--- Records for this task ---

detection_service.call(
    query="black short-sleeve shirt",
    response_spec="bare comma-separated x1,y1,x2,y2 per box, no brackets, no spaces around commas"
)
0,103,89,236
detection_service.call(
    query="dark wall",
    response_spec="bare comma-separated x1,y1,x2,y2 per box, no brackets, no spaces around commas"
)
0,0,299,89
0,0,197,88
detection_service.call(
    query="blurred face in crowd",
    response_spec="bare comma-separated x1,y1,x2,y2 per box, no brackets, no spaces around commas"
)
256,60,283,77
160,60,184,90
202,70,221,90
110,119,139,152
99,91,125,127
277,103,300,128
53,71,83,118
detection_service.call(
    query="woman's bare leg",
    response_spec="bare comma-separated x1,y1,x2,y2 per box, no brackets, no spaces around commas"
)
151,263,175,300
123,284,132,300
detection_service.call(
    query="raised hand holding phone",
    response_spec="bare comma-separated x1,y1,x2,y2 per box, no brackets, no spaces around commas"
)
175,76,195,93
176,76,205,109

---

Problem description =>
Output only the number of lines in the data above that include the word "query".

Answer to the exercise =>
5